## Activity
If a line in the following entries holds the string "below", include it in the tally. State the total and nothing further.

## Natural-language object grounding data
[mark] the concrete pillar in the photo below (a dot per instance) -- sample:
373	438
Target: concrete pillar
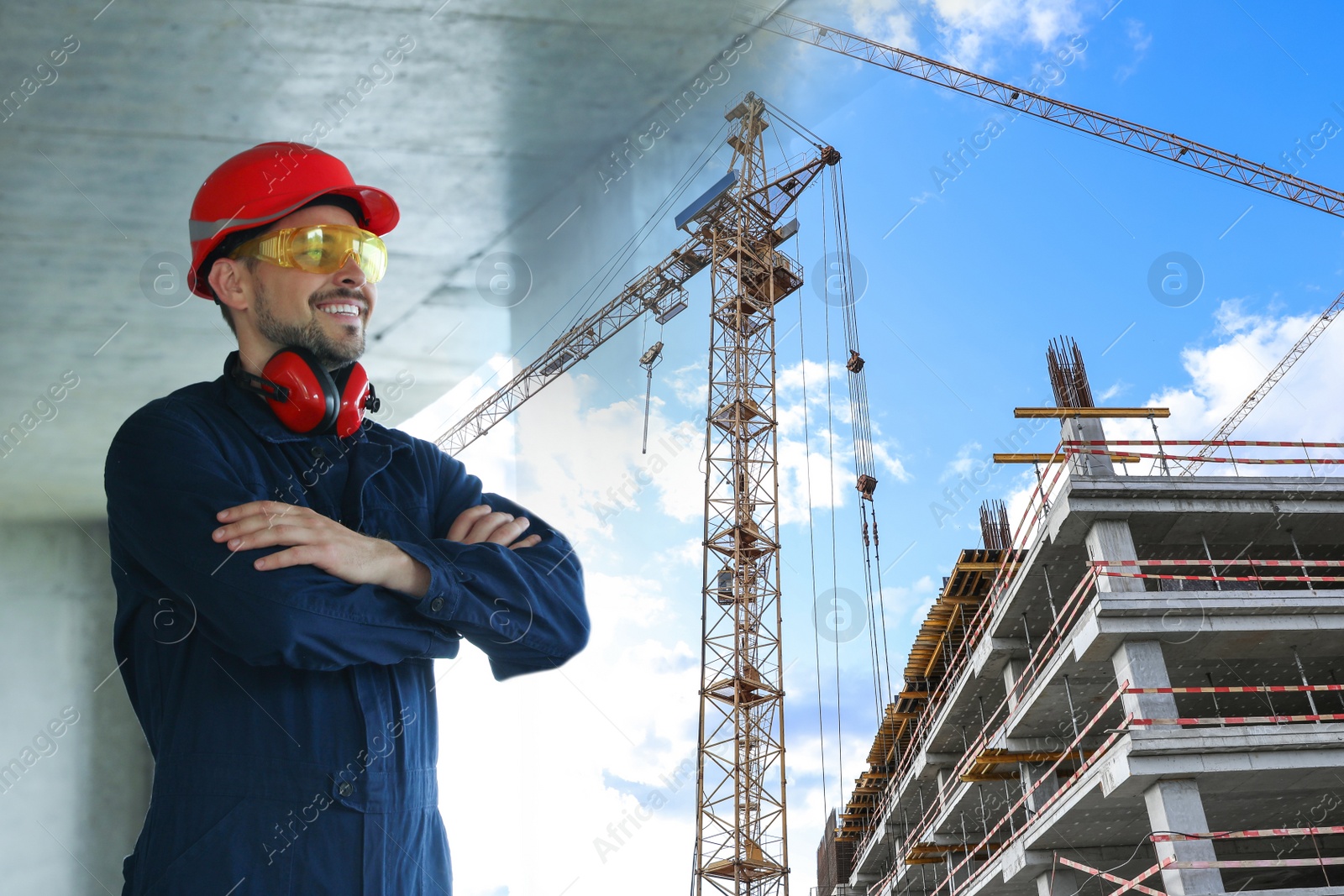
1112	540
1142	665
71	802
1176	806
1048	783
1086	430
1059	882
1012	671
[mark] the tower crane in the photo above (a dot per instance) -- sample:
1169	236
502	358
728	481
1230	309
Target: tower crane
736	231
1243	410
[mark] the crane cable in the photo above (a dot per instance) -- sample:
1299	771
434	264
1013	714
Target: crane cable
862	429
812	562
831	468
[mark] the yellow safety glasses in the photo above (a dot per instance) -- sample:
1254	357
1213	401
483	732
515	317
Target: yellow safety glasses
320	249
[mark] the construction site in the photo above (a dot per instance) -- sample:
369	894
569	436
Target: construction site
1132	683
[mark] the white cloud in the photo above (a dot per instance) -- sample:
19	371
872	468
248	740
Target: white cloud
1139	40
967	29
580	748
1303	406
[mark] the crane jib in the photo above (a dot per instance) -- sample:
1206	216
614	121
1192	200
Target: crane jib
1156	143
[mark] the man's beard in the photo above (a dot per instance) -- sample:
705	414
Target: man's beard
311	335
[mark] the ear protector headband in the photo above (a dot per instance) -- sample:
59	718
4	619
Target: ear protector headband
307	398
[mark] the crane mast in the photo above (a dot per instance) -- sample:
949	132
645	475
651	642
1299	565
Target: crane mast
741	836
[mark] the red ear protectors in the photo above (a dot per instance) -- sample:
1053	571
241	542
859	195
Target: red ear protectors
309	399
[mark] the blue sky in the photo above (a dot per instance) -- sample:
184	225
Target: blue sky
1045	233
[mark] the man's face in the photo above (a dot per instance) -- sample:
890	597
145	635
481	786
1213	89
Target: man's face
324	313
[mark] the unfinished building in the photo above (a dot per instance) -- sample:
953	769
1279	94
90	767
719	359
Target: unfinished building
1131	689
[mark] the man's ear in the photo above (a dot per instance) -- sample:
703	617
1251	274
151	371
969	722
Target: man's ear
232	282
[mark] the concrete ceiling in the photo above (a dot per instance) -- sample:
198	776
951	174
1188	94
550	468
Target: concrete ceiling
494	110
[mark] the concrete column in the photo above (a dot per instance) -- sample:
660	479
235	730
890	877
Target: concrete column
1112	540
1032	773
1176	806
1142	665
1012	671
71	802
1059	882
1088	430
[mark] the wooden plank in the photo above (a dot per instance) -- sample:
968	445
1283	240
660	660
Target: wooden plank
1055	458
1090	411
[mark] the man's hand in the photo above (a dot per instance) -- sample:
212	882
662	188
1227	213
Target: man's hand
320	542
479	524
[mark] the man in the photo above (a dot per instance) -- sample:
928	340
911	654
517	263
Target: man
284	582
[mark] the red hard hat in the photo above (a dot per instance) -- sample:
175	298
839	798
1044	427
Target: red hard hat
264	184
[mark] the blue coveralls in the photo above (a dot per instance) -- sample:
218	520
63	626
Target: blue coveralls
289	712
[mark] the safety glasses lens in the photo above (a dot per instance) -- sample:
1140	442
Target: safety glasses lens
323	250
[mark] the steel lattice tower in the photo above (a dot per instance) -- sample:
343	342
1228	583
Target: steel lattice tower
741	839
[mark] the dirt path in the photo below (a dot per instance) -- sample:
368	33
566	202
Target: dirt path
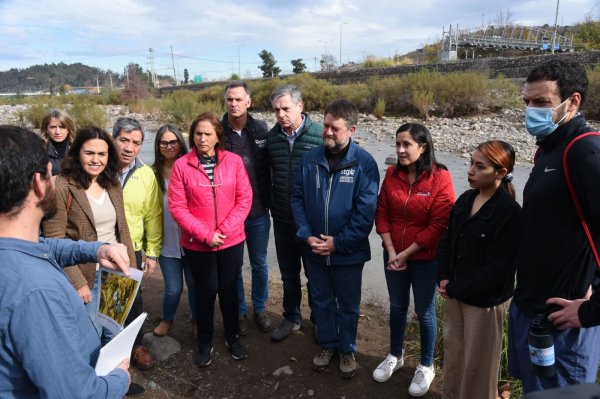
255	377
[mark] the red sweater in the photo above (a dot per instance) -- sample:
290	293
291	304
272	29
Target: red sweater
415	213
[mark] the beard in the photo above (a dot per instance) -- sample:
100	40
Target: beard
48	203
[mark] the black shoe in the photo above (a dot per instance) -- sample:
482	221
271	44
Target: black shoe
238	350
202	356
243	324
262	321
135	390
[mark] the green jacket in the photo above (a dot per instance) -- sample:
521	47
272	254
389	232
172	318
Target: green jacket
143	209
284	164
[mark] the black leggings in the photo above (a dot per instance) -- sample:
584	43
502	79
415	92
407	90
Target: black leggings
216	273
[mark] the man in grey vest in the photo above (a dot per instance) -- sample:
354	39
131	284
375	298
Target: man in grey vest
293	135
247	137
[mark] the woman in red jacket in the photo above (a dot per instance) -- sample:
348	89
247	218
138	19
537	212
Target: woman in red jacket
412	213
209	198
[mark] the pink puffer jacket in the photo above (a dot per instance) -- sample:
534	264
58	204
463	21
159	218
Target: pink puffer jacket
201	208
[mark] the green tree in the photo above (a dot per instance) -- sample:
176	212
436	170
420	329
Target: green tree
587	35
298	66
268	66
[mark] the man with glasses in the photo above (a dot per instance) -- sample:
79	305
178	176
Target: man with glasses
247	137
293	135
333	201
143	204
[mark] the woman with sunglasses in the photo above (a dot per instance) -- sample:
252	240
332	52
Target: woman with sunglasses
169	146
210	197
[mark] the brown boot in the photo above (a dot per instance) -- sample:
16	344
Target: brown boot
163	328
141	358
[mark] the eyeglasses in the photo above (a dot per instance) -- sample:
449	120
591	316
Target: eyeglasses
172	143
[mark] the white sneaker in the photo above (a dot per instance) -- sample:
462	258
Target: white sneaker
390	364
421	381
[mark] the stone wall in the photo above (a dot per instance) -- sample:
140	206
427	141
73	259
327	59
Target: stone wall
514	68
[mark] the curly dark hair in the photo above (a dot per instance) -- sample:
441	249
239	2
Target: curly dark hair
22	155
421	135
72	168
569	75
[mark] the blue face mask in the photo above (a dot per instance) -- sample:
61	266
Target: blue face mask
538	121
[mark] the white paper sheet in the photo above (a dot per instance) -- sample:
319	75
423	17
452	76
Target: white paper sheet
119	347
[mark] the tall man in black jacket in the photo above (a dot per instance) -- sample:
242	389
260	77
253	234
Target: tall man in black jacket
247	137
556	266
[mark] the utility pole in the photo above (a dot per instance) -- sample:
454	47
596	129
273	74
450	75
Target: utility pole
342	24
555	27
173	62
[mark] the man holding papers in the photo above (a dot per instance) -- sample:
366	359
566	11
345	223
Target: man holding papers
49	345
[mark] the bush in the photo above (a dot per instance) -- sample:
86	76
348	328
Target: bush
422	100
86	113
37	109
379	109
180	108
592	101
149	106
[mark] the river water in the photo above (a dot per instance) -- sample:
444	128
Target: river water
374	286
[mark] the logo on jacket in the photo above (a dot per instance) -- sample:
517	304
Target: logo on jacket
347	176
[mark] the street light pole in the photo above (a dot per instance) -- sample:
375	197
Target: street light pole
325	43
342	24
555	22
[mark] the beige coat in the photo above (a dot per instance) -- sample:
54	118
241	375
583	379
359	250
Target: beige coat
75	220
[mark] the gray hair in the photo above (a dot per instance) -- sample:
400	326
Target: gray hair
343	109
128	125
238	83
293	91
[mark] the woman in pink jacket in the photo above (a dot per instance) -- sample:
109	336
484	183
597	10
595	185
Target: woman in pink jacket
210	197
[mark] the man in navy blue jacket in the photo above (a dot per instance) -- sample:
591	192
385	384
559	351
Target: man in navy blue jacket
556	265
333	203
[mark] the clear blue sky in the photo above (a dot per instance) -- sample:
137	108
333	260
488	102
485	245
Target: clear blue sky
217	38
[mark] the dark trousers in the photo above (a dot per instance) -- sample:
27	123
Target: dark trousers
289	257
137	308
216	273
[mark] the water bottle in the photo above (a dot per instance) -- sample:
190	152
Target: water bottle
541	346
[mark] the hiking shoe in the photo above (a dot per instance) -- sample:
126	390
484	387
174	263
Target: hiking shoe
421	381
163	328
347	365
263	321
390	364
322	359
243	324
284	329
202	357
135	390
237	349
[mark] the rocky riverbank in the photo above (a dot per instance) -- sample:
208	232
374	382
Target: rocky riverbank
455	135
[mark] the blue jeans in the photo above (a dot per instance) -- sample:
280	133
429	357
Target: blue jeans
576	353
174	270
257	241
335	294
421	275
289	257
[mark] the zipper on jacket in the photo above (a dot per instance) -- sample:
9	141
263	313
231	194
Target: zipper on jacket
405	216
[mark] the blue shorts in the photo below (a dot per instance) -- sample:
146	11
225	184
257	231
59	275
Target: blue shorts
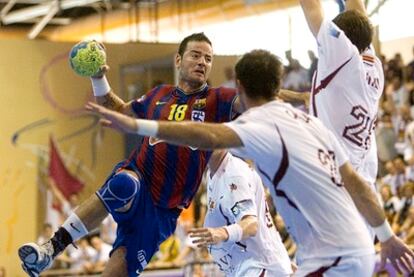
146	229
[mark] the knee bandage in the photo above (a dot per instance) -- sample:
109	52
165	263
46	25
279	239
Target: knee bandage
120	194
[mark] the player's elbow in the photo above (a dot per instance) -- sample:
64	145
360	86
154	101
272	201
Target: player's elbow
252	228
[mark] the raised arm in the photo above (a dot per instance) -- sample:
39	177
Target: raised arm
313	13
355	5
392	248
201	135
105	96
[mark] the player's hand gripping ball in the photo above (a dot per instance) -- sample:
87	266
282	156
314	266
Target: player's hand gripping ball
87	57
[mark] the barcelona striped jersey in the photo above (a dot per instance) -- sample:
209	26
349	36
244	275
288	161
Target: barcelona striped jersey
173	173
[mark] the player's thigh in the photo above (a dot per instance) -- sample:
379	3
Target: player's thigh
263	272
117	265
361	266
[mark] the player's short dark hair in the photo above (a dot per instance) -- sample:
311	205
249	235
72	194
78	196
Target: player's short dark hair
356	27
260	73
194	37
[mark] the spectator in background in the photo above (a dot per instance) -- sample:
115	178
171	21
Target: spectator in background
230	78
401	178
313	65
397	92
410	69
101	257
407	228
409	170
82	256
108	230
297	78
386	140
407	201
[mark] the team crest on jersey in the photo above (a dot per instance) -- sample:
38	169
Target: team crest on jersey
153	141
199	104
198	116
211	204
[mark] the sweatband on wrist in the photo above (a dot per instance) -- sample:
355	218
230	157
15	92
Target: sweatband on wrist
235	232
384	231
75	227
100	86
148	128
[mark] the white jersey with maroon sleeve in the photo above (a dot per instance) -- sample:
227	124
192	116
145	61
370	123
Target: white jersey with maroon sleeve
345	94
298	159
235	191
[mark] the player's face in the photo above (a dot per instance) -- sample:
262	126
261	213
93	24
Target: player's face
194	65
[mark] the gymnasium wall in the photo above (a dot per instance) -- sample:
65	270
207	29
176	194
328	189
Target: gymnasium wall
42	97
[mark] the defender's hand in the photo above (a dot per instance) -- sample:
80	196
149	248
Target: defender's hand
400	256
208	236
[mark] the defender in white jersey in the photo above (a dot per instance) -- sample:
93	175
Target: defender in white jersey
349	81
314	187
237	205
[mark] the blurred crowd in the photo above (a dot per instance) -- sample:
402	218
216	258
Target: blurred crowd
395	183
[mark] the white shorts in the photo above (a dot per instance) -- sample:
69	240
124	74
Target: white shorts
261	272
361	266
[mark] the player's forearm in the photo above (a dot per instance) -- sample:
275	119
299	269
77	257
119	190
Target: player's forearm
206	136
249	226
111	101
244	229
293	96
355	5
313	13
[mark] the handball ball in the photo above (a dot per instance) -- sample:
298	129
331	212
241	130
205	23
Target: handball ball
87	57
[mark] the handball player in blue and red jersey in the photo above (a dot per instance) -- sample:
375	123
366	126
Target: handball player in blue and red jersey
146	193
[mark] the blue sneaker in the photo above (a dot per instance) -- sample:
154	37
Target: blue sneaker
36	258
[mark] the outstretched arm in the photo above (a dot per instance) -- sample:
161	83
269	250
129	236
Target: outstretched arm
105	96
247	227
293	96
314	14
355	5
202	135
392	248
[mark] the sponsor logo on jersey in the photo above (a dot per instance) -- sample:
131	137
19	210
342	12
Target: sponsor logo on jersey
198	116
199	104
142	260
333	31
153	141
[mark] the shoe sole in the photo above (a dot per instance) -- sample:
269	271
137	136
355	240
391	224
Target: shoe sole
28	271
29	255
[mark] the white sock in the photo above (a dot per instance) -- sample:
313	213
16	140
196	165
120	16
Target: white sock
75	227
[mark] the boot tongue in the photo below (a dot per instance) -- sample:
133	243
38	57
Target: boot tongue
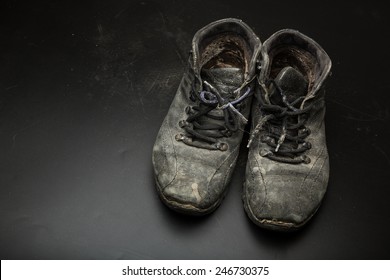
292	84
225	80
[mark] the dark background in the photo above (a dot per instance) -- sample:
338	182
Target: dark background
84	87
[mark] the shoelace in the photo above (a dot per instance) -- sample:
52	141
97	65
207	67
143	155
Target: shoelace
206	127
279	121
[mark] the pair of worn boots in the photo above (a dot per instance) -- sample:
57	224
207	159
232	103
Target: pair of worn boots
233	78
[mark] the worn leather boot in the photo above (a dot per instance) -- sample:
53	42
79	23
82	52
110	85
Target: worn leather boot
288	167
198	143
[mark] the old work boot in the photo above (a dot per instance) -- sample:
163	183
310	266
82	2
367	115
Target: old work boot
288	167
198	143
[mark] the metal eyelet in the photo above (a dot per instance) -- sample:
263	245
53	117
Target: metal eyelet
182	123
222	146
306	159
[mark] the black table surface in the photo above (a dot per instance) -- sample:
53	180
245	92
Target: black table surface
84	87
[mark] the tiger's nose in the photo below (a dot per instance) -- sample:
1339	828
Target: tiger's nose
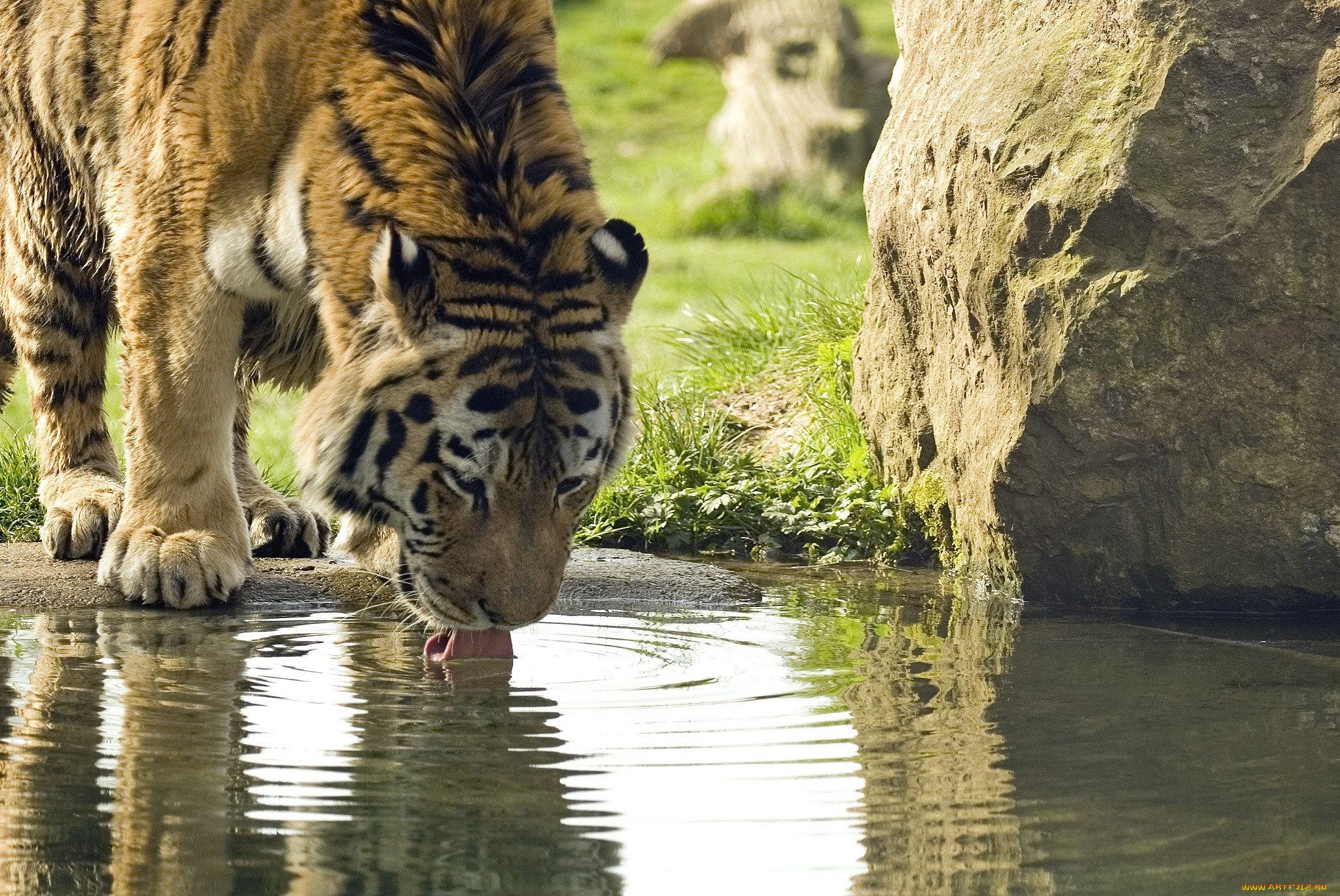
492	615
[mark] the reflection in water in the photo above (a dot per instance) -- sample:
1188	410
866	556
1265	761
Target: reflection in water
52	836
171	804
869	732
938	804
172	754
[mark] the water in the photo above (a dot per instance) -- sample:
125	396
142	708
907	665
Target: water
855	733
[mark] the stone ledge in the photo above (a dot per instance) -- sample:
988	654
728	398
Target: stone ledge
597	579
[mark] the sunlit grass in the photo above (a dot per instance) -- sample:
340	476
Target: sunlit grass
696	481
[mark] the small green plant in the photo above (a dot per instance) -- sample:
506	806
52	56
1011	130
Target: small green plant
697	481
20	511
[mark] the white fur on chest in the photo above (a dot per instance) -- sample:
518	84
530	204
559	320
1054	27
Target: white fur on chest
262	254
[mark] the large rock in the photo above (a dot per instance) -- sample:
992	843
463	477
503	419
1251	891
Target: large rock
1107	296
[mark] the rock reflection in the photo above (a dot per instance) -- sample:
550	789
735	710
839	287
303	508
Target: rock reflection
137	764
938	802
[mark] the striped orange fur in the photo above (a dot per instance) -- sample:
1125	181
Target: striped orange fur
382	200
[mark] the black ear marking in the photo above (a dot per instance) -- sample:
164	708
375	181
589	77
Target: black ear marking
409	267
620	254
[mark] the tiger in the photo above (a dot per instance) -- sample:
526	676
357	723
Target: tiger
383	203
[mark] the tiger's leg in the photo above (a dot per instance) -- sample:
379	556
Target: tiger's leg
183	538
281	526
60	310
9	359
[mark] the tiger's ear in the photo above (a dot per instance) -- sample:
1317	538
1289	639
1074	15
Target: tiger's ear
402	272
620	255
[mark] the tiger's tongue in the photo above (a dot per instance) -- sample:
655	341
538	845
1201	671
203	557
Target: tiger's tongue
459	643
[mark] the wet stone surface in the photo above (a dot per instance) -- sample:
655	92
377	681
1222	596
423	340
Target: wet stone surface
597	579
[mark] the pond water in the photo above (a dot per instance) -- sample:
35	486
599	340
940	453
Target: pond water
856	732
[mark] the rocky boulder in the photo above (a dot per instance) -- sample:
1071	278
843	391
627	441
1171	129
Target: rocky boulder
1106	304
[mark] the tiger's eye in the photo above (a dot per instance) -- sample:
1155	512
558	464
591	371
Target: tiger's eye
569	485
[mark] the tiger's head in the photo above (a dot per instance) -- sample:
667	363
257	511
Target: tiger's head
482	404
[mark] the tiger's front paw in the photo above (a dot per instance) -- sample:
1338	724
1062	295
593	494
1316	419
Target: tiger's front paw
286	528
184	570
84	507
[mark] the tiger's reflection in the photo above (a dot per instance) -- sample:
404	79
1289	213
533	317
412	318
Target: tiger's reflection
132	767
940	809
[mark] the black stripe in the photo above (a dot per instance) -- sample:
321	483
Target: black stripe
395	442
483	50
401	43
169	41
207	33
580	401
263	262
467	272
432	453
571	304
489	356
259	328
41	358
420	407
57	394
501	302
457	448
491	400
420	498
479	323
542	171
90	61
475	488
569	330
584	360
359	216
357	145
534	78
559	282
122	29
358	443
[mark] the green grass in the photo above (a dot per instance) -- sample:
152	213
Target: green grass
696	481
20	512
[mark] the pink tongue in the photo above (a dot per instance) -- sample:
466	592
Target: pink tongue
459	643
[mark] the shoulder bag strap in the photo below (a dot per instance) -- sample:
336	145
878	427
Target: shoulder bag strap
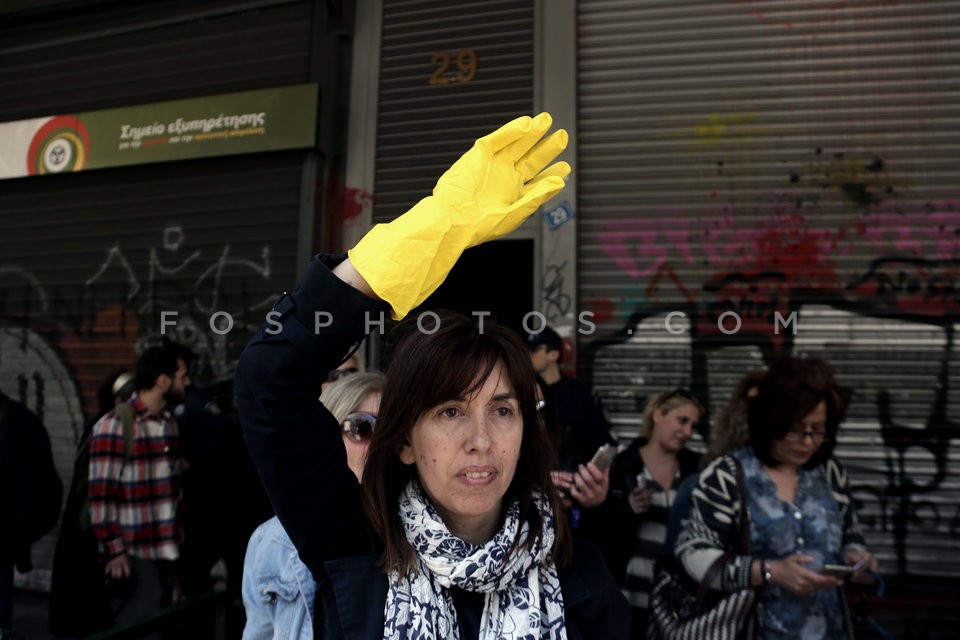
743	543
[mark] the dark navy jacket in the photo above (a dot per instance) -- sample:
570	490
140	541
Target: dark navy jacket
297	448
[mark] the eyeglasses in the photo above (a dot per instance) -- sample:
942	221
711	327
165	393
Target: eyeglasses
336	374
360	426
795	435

## Written answer
6